## Explore the material
[1] From the data page, duplicate the stretch from "This web application is under" through "by emailing appsupport@malariagen.net.".
[2] Put this sentence from the data page into Spanish: "This paper should be cited whenever the data are used in other publications."

## Document excerpt
About the data

This web application is designed to share the findings of the MalariaGEN Plasmodium falciparum Community Project, an international collaboration with partner studies in over 20 malaria-endemic countries.

We are currently working on a scientific publication that will provide a more detailed description of the methods used and further analyses of the data. Our decision to make this web application openly available in advance of publication is a reflection of our desire to share this information with the research community as soon as possible. Please note that the data in the web application should be treated as provisional until the accompanying paper is finalised and accepted for publication. This paper should be cited whenever the data are used in other publications. We will update this page with citation information as soon as it is available.

We ask that users respect the interests of the many individuals who have contributed to this work. If you have questions regarding data use, please email Vikki Cornelius, vikkic@well.ox.ac.uk.

This web application is under active development and we invite your feedback about how you’re using this tool, what works, bugs and/or ideas for features or functionality. Get in touch by emailing appsupport@malariagen.net.

Building an atlas of parasite genome variation

A core goal of the Community Project is to establish an atlas of P. falciparum genome variation that is of direct benefit to ongoing scientific research and ultimately to malaria control.

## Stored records
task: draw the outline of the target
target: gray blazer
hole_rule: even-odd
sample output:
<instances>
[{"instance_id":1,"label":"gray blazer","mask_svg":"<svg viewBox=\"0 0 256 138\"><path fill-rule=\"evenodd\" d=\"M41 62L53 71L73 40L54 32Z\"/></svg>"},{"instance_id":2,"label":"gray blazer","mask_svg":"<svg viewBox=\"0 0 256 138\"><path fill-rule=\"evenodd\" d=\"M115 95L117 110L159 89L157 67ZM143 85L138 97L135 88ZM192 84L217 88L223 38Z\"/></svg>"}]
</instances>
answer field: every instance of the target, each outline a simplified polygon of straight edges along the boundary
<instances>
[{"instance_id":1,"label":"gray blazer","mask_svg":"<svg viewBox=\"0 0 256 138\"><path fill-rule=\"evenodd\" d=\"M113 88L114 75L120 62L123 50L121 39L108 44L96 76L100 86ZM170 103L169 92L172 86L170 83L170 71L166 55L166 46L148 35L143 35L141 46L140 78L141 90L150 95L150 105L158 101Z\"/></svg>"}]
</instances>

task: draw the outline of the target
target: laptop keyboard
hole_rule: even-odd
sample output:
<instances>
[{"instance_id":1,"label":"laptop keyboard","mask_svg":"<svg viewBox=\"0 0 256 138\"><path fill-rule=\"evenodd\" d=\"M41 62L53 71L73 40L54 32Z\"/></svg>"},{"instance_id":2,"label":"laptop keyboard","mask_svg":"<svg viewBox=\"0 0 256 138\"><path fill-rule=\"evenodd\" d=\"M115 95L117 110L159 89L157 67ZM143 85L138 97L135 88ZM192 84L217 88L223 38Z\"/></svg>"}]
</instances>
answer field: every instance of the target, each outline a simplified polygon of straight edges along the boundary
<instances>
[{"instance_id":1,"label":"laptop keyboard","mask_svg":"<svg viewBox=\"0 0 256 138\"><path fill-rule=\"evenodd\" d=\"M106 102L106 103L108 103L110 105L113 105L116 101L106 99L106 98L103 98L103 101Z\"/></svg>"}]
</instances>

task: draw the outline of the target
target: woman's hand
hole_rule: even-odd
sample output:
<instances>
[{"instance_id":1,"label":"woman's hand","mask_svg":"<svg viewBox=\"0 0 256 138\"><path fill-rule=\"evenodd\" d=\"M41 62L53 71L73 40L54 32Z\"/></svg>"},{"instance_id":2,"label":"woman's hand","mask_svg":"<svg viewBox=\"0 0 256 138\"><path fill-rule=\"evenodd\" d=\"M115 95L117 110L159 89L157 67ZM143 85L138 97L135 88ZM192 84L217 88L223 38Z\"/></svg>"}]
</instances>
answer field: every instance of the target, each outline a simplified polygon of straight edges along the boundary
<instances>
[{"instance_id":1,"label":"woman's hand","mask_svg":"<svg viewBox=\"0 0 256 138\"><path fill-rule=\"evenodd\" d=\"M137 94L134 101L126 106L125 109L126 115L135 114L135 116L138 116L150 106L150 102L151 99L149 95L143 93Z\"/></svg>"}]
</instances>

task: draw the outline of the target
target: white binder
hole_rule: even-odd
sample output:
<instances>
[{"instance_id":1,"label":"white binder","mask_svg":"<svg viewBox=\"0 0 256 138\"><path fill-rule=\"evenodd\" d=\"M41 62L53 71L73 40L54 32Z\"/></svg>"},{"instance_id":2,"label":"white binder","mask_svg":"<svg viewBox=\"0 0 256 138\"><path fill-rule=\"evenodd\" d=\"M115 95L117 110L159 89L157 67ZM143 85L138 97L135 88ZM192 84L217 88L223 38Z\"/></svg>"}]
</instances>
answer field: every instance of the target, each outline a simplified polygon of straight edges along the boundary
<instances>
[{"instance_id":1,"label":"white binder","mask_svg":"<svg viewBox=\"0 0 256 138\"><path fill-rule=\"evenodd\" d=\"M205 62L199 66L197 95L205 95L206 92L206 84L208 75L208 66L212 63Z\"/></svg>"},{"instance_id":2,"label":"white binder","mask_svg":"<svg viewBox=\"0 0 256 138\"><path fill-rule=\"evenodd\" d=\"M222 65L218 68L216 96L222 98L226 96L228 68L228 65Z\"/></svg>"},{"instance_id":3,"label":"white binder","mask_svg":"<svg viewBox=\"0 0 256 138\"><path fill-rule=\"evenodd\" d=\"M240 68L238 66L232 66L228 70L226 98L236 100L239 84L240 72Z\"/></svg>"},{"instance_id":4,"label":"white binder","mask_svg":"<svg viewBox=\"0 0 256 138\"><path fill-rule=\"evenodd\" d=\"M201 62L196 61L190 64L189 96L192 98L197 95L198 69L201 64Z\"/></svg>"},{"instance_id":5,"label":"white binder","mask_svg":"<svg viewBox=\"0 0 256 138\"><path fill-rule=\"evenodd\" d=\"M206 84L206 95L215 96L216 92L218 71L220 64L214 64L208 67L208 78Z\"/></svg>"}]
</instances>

## Set of answers
[1]
This web application is under active development and we invite your feedback about how you’re using this tool, what works, bugs and/or ideas for features or functionality. Get in touch by emailing appsupport@malariagen.net.

[2] Este artículo debe citarse siempre que los datos se utilicen en otras publicaciones.